Dataset items:
□ □ □ □ □ □ □
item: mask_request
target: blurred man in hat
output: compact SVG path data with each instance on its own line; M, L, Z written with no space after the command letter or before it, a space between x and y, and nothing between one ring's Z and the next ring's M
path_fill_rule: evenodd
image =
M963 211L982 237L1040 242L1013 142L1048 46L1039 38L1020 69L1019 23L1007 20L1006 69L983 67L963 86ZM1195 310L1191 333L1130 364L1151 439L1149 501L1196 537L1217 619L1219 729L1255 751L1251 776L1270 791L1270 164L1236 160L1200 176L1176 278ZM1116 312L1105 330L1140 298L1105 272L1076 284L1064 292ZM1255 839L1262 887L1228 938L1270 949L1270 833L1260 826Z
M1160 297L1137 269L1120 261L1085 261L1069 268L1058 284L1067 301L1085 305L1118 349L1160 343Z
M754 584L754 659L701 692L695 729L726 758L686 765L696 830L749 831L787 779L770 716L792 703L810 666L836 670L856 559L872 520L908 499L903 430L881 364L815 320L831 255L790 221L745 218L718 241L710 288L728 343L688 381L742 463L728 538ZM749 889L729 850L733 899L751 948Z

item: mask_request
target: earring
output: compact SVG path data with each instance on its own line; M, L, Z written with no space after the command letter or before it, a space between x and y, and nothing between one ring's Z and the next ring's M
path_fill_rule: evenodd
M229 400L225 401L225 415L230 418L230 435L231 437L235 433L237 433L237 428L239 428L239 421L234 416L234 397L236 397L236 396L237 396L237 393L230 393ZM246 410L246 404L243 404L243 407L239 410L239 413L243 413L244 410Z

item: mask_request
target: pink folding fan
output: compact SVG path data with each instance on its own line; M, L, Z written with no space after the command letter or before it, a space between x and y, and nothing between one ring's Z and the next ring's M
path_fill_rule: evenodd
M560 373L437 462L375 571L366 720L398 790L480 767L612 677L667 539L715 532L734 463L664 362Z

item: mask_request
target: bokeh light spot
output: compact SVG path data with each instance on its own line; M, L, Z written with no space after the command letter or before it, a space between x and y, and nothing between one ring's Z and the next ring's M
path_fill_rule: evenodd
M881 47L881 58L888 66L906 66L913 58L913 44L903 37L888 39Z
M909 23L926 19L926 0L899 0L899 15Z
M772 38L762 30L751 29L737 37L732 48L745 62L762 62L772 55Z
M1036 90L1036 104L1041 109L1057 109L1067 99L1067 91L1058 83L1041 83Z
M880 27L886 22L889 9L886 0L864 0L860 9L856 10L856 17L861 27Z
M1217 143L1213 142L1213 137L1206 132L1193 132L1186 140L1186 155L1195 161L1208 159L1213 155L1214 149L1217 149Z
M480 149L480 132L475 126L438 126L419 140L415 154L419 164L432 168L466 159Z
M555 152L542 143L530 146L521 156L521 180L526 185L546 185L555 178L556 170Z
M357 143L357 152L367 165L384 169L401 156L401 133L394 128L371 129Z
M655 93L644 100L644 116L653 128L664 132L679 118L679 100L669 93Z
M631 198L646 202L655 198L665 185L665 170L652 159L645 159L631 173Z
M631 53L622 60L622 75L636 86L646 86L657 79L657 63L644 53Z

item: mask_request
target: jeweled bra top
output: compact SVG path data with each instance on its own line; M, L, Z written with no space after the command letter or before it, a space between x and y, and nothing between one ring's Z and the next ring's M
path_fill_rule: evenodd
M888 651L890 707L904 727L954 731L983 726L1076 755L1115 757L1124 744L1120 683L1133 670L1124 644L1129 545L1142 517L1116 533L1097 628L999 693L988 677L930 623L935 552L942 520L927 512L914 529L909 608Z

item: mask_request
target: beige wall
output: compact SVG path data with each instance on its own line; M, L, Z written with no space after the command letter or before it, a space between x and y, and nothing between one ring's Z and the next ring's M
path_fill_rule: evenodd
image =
□ □ □ □ □ □ □
(THE EXERCISE): Lay out every line of the records above as a Markdown table with two columns, Row and Line. Number each row and leave out the blank lines.

(TASK ANSWER):
| Row | Line |
|---|---|
| 1 | item: mask_request |
| 2 | target: blurred man in hat |
| 3 | output: compact SVG path data with each instance on its own line; M, L, Z written with no space after the command letter or before it, a space between x and y, and nothing between one ring's Z and the next ring's M |
| 4 | path_fill_rule: evenodd |
| 5 | image = |
| 6 | M963 211L982 237L1040 242L1013 142L1048 46L1039 38L1020 69L1019 23L1007 20L1006 69L983 67L963 86ZM1195 310L1191 333L1130 364L1151 439L1149 501L1196 537L1217 619L1219 729L1255 751L1251 776L1270 791L1270 164L1236 160L1200 176L1176 278ZM1116 312L1105 330L1140 298L1105 272L1076 284L1064 292ZM1255 839L1262 887L1228 938L1270 949L1270 833L1260 826Z |
| 7 | M1160 297L1137 269L1120 261L1085 261L1069 268L1058 284L1067 301L1085 305L1118 349L1160 343Z |
| 8 | M754 584L754 659L701 692L695 729L726 758L686 765L696 830L749 831L787 779L770 716L792 703L810 666L836 670L856 559L872 520L908 499L903 430L881 364L815 320L831 255L790 221L745 218L718 241L710 288L728 343L688 381L742 463L728 538ZM749 889L729 850L733 899L751 948Z |
| 9 | item: mask_request |
| 10 | target: earring |
| 11 | output: compact SVG path data with each instance on its own line; M, L, Z written with no space after the command letter or before it, a space between x and y, and nothing between one ring's Z and the next ring's M |
| 12 | path_fill_rule: evenodd |
| 13 | M229 400L225 401L225 415L230 418L230 435L231 437L235 433L237 433L237 428L239 428L239 421L234 416L234 397L236 397L236 396L237 396L237 393L230 393ZM246 410L246 404L243 404L243 407L239 410L239 413L243 413L244 410Z |
| 14 | item: mask_request |
| 15 | target: pink folding fan |
| 16 | output: compact SVG path data with each instance on its own line; M, L, Z written with no space after the command letter or before it, a space between x and y, and nothing between one ring's Z and the next ring's M |
| 17 | path_fill_rule: evenodd |
| 18 | M560 373L437 462L375 571L366 720L398 790L480 767L612 677L667 539L715 532L734 463L664 362Z |
| 19 | item: mask_request |
| 20 | target: bokeh light spot |
| 21 | output: compact SVG path data with each instance on its own line; M, L, Z written with no space after the command letter or before it, a space between x and y, and nothing between one ring's Z and the next ring's M |
| 22 | path_fill_rule: evenodd |
| 23 | M881 47L881 58L888 66L906 66L913 58L913 44L903 37L888 39Z |
| 24 | M909 23L926 19L926 0L899 0L899 15Z |
| 25 | M772 38L762 30L751 29L737 37L732 48L745 62L762 62L772 55Z |
| 26 | M1036 90L1036 104L1041 109L1057 109L1067 99L1067 91L1058 83L1041 83Z |
| 27 | M880 27L886 22L889 9L886 0L864 0L860 9L856 10L856 17L861 27Z |
| 28 | M1217 143L1213 142L1213 137L1206 132L1193 132L1186 140L1186 155L1195 161L1208 159L1213 155L1214 149L1217 149Z |
| 29 | M480 149L480 132L475 126L438 126L419 140L415 154L419 164L432 168L466 159Z |
| 30 | M555 152L542 143L530 146L521 156L521 180L526 185L546 185L555 178L556 170Z |
| 31 | M357 143L357 152L367 165L384 169L401 156L401 133L394 128L371 129Z |
| 32 | M655 93L644 100L644 116L653 128L664 132L679 118L679 100L669 93Z |
| 33 | M631 198L646 202L655 198L665 185L665 170L652 159L645 159L631 173Z |
| 34 | M631 53L622 60L622 75L636 86L646 86L657 79L657 63L644 53Z |
| 35 | item: mask_request |
| 36 | target: jeweled bra top |
| 37 | output: compact SVG path data with each instance on its own line; M, L, Z written with no space after the command letter or before it, a space between x and y, and nothing between one ring's Z and the next ring's M |
| 38 | path_fill_rule: evenodd |
| 39 | M888 651L890 707L904 727L954 731L983 726L1076 755L1115 757L1124 744L1120 683L1133 670L1124 644L1129 545L1142 517L1116 533L1097 628L999 693L988 677L930 623L935 552L942 520L927 512L914 529L909 608Z |
| 40 | item: mask_request |
| 41 | target: beige wall |
| 42 | output: compact SVG path data with each instance on its own line; M, L, Z written with no space after the command letter or before it, a space between x and y, and nothing between one ring's Z and the next ring's M |
| 43 | path_fill_rule: evenodd |
| 44 | image = |